• WORK TO DO
Show each line in the records below that contains the string "high", matching its case exactly.

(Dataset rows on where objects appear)
▼▼▼
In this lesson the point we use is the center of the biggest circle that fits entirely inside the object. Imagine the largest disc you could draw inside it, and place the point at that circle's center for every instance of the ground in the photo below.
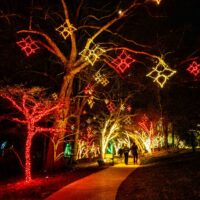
(167, 176)
(41, 187)
(175, 176)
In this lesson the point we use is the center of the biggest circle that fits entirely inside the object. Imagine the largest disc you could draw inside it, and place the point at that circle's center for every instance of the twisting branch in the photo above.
(57, 51)
(73, 53)
(103, 28)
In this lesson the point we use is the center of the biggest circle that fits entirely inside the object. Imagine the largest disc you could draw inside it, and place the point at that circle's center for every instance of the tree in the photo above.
(32, 107)
(98, 45)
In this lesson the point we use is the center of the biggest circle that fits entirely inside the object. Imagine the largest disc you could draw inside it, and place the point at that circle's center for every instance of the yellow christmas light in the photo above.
(66, 30)
(101, 79)
(157, 1)
(92, 55)
(161, 73)
(91, 101)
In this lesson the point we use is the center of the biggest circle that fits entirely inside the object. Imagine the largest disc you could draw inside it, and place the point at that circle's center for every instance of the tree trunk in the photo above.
(60, 124)
(166, 134)
(28, 177)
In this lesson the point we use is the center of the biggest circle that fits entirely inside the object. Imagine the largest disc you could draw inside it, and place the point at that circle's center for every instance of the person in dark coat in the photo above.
(134, 150)
(126, 152)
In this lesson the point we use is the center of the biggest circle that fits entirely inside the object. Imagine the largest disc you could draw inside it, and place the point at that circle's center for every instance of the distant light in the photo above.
(120, 12)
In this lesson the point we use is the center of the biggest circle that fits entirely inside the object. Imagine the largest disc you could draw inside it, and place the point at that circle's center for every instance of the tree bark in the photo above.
(60, 124)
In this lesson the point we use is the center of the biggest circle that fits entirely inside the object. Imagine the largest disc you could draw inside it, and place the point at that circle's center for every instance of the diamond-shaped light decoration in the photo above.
(101, 79)
(111, 106)
(128, 120)
(28, 45)
(89, 89)
(194, 68)
(92, 55)
(91, 101)
(161, 73)
(122, 62)
(122, 107)
(66, 30)
(157, 1)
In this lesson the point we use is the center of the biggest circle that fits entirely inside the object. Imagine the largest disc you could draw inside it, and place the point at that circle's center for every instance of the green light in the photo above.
(68, 150)
(110, 148)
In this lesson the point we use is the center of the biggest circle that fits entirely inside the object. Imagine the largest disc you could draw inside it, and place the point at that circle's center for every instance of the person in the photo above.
(126, 152)
(134, 150)
(120, 152)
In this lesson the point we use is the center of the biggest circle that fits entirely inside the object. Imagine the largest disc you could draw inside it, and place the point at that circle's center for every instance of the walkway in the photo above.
(102, 185)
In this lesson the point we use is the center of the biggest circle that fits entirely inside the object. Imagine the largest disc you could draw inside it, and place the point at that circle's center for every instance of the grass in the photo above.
(175, 176)
(42, 187)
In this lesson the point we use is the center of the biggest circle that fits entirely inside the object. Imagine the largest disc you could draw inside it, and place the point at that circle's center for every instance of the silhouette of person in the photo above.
(126, 152)
(134, 150)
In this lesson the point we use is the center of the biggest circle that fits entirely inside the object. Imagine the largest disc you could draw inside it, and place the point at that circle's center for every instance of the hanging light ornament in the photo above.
(194, 68)
(91, 101)
(65, 30)
(161, 73)
(122, 62)
(92, 55)
(110, 105)
(128, 120)
(28, 45)
(101, 79)
(89, 89)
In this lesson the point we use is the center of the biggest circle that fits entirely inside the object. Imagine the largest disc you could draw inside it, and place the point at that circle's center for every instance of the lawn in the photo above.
(175, 176)
(43, 186)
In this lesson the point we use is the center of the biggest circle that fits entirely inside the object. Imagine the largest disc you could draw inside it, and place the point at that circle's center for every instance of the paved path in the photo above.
(102, 185)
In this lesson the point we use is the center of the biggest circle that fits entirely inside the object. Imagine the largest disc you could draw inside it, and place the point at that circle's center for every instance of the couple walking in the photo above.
(134, 151)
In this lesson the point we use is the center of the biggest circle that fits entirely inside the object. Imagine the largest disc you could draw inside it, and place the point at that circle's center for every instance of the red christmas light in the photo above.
(89, 89)
(28, 45)
(111, 106)
(101, 79)
(32, 111)
(144, 123)
(122, 62)
(194, 68)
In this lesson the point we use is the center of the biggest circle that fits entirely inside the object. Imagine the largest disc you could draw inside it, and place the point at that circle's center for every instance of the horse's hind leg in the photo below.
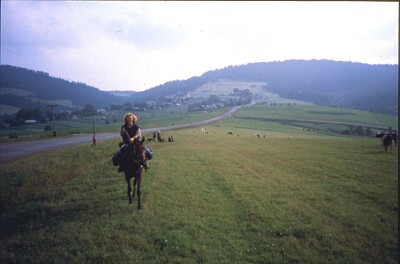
(129, 192)
(134, 187)
(139, 180)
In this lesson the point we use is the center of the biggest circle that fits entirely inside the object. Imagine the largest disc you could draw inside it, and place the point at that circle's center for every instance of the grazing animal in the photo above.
(132, 164)
(387, 140)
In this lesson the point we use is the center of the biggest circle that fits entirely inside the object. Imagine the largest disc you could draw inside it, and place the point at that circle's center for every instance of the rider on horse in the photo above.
(130, 133)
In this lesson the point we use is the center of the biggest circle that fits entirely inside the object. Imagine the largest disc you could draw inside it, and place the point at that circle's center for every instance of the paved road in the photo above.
(14, 150)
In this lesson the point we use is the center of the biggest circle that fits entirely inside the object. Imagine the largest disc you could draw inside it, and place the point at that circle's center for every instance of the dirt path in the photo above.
(14, 150)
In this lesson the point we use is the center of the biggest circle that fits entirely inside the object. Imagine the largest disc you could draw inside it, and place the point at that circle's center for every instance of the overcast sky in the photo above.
(138, 45)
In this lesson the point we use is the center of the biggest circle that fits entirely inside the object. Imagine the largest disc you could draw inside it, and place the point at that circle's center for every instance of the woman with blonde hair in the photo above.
(129, 130)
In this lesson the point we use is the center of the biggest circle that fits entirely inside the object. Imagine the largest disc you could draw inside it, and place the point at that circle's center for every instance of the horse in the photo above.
(132, 164)
(387, 140)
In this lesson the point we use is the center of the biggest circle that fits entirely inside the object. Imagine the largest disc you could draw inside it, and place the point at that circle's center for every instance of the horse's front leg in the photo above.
(134, 186)
(138, 180)
(128, 181)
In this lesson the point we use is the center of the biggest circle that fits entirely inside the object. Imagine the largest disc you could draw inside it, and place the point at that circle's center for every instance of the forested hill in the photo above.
(325, 82)
(22, 87)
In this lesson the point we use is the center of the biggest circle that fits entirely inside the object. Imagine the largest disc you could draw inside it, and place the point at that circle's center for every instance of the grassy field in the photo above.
(112, 123)
(291, 197)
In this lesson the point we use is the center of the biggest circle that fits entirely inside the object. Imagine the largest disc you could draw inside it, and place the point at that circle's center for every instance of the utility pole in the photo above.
(93, 125)
(54, 127)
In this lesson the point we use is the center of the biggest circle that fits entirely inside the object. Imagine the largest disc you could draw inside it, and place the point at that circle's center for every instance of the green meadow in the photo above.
(293, 196)
(111, 123)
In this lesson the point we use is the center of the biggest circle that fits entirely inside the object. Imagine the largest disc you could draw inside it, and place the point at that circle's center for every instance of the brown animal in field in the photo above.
(387, 140)
(132, 164)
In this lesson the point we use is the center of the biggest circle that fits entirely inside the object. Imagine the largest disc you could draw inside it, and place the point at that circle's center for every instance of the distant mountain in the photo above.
(325, 82)
(22, 87)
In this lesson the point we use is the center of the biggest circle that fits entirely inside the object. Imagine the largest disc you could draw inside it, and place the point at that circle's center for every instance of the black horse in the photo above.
(387, 140)
(132, 164)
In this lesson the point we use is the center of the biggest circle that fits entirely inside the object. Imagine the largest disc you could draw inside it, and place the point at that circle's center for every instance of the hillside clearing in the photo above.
(213, 198)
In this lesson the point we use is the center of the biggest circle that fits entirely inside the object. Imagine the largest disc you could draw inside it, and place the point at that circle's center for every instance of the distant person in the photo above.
(93, 141)
(159, 136)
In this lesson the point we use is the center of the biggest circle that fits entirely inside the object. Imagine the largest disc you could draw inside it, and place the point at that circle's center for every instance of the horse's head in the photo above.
(139, 150)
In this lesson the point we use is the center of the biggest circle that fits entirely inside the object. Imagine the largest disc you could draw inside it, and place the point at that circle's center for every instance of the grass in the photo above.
(112, 123)
(292, 197)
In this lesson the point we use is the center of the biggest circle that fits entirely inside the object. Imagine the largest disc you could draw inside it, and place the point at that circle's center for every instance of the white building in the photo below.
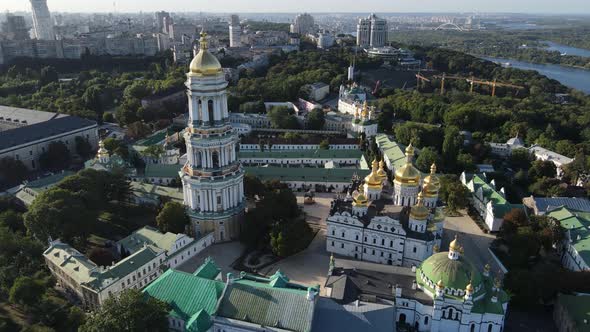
(303, 24)
(371, 31)
(42, 24)
(489, 202)
(363, 121)
(212, 177)
(350, 98)
(367, 226)
(547, 155)
(235, 32)
(29, 135)
(445, 293)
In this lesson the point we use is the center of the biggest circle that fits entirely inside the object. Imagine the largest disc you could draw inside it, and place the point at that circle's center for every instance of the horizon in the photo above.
(539, 7)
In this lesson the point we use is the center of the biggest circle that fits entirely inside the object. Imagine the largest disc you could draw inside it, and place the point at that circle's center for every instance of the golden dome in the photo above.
(374, 180)
(381, 172)
(408, 174)
(360, 200)
(431, 183)
(205, 63)
(454, 245)
(419, 211)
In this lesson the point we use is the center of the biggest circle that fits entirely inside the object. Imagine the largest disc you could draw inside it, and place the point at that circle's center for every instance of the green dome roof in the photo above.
(455, 274)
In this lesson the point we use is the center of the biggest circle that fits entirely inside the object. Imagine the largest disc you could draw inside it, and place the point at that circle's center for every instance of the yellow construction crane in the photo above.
(493, 84)
(420, 80)
(443, 77)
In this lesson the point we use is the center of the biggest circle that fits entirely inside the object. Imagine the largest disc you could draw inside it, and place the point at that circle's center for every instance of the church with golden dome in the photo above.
(394, 222)
(212, 177)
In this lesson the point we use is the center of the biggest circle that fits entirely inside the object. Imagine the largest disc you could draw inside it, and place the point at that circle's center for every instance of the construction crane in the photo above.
(493, 84)
(443, 77)
(420, 80)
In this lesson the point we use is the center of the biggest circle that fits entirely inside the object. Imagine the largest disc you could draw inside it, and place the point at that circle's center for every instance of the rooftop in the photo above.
(578, 310)
(24, 117)
(42, 130)
(308, 174)
(306, 153)
(578, 225)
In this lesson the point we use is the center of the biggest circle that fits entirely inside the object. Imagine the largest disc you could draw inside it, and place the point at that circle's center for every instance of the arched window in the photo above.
(402, 318)
(215, 159)
(211, 113)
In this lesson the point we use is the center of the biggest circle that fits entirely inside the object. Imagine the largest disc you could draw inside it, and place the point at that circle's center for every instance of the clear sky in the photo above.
(237, 6)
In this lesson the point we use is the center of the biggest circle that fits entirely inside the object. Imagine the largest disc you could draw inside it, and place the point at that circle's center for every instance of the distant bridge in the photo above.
(449, 26)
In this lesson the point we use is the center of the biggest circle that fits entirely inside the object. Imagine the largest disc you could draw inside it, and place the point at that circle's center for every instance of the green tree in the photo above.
(57, 157)
(316, 119)
(131, 311)
(58, 213)
(26, 291)
(173, 218)
(48, 75)
(12, 220)
(83, 147)
(426, 158)
(12, 172)
(451, 147)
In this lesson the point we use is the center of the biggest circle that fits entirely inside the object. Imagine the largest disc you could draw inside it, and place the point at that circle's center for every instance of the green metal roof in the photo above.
(152, 191)
(578, 310)
(309, 174)
(162, 170)
(299, 154)
(148, 235)
(578, 225)
(456, 274)
(287, 309)
(394, 151)
(188, 295)
(208, 270)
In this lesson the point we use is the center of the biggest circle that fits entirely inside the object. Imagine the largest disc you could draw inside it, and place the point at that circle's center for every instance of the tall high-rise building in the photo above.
(303, 24)
(15, 27)
(235, 32)
(212, 178)
(159, 17)
(371, 31)
(42, 25)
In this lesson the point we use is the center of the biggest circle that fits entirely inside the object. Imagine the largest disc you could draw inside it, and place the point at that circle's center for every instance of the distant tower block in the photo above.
(42, 26)
(235, 32)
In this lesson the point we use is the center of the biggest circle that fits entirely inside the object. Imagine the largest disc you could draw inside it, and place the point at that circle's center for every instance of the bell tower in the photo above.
(212, 177)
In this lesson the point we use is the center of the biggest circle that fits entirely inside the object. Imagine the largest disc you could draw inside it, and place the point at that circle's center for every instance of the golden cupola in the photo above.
(419, 211)
(204, 63)
(360, 200)
(381, 172)
(373, 180)
(431, 184)
(408, 175)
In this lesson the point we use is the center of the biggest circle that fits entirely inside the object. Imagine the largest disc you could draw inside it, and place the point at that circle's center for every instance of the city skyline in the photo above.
(332, 6)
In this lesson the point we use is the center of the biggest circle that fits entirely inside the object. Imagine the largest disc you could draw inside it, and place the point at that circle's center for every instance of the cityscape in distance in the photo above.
(303, 167)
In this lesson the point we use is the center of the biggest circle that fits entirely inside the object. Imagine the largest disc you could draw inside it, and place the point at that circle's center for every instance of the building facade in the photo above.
(212, 177)
(367, 226)
(235, 32)
(371, 32)
(42, 25)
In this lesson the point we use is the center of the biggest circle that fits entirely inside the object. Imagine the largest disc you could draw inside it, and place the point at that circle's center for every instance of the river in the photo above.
(576, 78)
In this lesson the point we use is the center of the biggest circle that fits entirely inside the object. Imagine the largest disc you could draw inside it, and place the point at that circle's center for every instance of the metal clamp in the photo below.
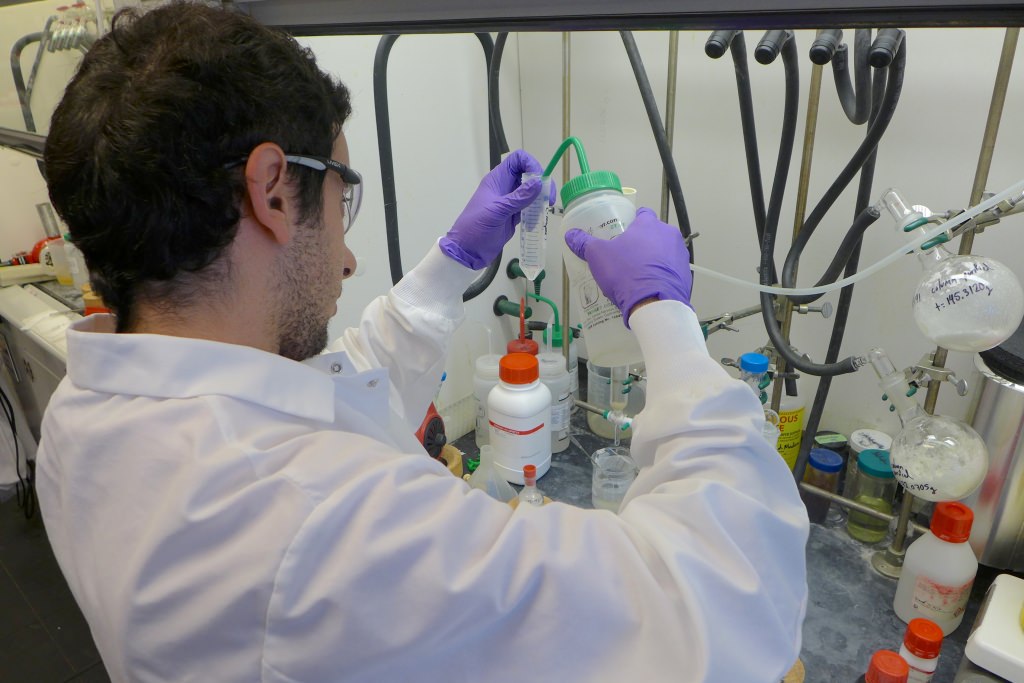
▲▲▲
• TASK ANSWER
In this lesson the point we use is the center of the biggest circle that fits entirely inside the object. Imagine the largest disc you could draw inside it, and place the point at that circle's center for every instance of the tall high-rise building in the photo above.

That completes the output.